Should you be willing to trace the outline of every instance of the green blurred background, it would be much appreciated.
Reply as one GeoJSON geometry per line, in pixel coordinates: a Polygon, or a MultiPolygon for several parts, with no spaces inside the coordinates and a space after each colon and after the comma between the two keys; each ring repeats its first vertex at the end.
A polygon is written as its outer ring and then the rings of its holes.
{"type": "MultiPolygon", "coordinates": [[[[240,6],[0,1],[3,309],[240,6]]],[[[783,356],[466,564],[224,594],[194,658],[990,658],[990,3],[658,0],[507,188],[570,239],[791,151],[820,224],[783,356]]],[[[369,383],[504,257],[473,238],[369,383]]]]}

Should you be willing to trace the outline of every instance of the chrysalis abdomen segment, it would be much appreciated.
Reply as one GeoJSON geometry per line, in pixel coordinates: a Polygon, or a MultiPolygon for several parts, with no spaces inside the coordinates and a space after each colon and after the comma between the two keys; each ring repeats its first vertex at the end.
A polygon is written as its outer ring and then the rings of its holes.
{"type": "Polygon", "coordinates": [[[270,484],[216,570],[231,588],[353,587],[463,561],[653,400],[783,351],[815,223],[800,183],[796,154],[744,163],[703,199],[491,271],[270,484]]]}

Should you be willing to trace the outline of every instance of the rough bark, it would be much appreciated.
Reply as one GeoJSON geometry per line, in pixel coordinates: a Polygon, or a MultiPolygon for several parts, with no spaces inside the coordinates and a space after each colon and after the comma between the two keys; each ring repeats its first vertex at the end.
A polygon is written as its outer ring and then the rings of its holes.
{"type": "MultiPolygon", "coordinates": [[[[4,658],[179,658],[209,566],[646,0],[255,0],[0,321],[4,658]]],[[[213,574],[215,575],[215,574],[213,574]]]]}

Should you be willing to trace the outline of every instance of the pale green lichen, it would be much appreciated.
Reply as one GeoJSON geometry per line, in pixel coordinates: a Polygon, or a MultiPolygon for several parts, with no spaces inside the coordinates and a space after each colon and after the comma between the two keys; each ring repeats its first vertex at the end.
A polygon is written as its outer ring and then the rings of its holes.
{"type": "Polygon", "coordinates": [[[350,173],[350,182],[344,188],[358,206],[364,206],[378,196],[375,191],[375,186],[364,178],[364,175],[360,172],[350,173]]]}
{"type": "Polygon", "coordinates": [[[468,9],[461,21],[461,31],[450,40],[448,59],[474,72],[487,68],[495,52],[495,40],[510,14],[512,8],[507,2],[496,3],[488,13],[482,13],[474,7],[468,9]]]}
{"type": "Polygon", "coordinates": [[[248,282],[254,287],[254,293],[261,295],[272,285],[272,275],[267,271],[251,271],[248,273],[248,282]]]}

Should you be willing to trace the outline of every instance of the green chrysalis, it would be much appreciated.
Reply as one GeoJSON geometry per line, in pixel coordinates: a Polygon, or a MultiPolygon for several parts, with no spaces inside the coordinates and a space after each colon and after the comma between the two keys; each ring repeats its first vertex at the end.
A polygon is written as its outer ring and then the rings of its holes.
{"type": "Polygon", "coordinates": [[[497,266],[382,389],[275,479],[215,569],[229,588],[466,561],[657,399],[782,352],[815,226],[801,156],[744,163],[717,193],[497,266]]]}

•••

◆ SHORT TASK: Copy every line exactly. Leave nothing out.

◆ FULL SOLUTION:
Should you be willing to trace the outline of every instance of the green blurred background, it would be much appreciated.
Reply as one GeoJSON geometry per line, in pixel coordinates: a Polygon, or a MultiPolygon for several parts, with no spaces inside the coordinates and a space after each colon and after the comma between the two keys; each ring repeats its first vertex at the end.
A polygon is written as its outer ring and then the rings of its holes.
{"type": "MultiPolygon", "coordinates": [[[[240,6],[0,1],[3,309],[240,6]]],[[[783,356],[466,564],[224,594],[194,658],[990,658],[990,3],[658,0],[507,188],[570,239],[791,151],[820,224],[783,356]]],[[[369,383],[504,257],[473,238],[369,383]]]]}

Should you be willing to trace the outline of every instance of the chrysalis abdomen segment, it would be much appreciated.
Reply as one GeoJSON geometry per line, in pixel coordinates: a Polygon, or a MultiPolygon for several parts, with no spaces inside the coordinates and a space after each colon and after the comma between the two keys; each ring repeats its first vertex at the end.
A polygon is written as its outer ring and then the rings of its holes.
{"type": "Polygon", "coordinates": [[[270,484],[216,570],[231,588],[353,587],[463,561],[653,400],[783,351],[815,223],[800,183],[796,154],[744,163],[703,199],[491,271],[270,484]]]}

Should you be willing to trace the outline of every instance of the rough bark, it would be much appreciated.
Reply as one GeoJSON geometry per line, in pixel coordinates: a Polygon, or a MultiPolygon for several parts, with no spaces inside the coordinates and a space after each colon and after the comma between the two keys; each ring repeats its first vertex at the end.
A polygon is written as its outer ring and then the rings of its holes.
{"type": "MultiPolygon", "coordinates": [[[[4,658],[179,658],[209,566],[646,0],[255,0],[0,321],[4,658]]],[[[213,574],[215,575],[215,574],[213,574]]]]}

Should you be willing to trace the outline of every instance of the pale green lichen, it would be much appreciated.
Reply as one GeoJSON geometry per line, in pixel coordinates: a Polygon, or a MultiPolygon for several parts, with no spaces inside the coordinates and a space after each colon and after the comma between the two keys; each ring repeats its first vertex at the end.
A polygon is written as its outer ring and then the rings of its holes.
{"type": "Polygon", "coordinates": [[[350,173],[350,182],[344,188],[358,206],[364,206],[378,196],[375,191],[375,186],[364,178],[364,175],[360,172],[350,173]]]}
{"type": "Polygon", "coordinates": [[[468,9],[461,21],[461,31],[450,40],[448,59],[474,72],[487,68],[495,52],[495,40],[510,14],[512,8],[507,2],[496,3],[488,13],[482,13],[474,7],[468,9]]]}
{"type": "Polygon", "coordinates": [[[248,282],[254,287],[254,293],[261,295],[272,285],[272,275],[267,271],[251,271],[248,273],[248,282]]]}

Should you be willing to trace the outline of every instance of the green chrysalis, it would be much appreciated.
Reply as one GeoJSON geometry per line, in pixel coordinates: a Polygon, or a MultiPolygon for several parts, with no spaces inside the coordinates and a space after each colon and after the comma between the two keys; each ring repeats its first vertex at the end.
A polygon is written as its outer ring and then the rings of its holes.
{"type": "Polygon", "coordinates": [[[497,266],[382,389],[275,479],[215,569],[229,588],[466,561],[657,399],[782,352],[815,226],[801,156],[744,163],[717,193],[497,266]]]}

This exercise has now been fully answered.